__Tasks and exercises__.
[1] In the text about Amanda Jansson, who directed the 2024 stage production at Teater Västernorrland?
[2] Render this sentence from the text about Amanda Jansson in Spanish: "Jansson characterised Jana as her most difficult role to date."
[3] Write the next few sentences of the text about Amanda Jansson, picking up after its final line.

She starred in a stage adaptation of Karin Smirnoff's novel Jag for ner till bror at Teater Västernorrland in Sundsvall. The 2024 production, adapted by Ivar Waldemarson and directed by Julia Marko-Nord, received positive reviews from critics. Praise was given to Jansson's performance, with Anna Hedelius of SVT Nyheter writing: "Most of all, Amanda Jansson shines, portraying Jana Kippo as strong, vulnerable, and broken, yet also whole" (Mest av alla glänser förstås Amanda Jansson som gör Jana Kippo precis så stark, sårbar och förstörd men ändå hel). It was announced later that year that she would be reprising the role in a television adaptation of Jag for ner till bror. Released with an English title of My Brother, the series premiered on 26 December 2025. Jansson characterised Jana as her most difficult role to date. In a review for Dagens Nyheter, Fredrik Sahlin called her portrayal "phenomenal" (fenomenal), and also highlighted the dynamic between Jansson's character and her twin Bror, played by Rasmus Johansson. She won Best Actress at Series Mania for My Brother.

__Data records__.
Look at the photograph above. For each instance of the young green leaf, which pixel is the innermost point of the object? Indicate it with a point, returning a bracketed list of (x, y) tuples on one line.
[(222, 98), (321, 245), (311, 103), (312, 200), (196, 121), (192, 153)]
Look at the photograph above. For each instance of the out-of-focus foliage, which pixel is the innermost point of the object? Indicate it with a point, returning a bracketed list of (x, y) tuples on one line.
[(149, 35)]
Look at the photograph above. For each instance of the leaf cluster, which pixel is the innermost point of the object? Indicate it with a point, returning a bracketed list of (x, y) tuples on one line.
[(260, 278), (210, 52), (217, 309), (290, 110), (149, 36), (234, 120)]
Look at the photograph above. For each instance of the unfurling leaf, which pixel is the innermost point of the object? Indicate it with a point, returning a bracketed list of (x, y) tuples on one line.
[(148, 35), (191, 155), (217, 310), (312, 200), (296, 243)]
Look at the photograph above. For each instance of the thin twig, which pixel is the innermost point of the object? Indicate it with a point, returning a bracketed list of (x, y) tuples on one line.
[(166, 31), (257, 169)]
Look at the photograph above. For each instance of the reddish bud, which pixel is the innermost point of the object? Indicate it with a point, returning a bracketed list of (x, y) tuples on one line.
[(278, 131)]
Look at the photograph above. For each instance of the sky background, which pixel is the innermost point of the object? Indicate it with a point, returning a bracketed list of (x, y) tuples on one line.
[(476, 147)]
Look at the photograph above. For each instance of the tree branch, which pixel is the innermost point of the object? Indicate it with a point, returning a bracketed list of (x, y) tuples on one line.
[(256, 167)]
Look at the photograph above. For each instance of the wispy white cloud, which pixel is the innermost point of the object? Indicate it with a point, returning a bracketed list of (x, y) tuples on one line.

__Responses for each task__.
[1] Julia Marko-Nord

[2] Jansson describió a Jana como su papel más difícil hasta la fecha.

[3]
Jansson hosted an episode of Sommar on 11 July 2026, where she reflected on her upbringing in the countryside and discussed experiencing performance anxiety as an actress. She has a lead role in the upcoming short film A Land, as a seasonal worker who finds love in Åland.

== Personal life ==
Jansson initially lived in Stockholm, but moved to Gävle in 2018 to spend more time with her family. As of 2025, she continues to live in Gävle. She supports theatre initiatives for children in the less populated areas of Sweden. She also signed a petition advocating for more productions to be filmed in Gävleborg County.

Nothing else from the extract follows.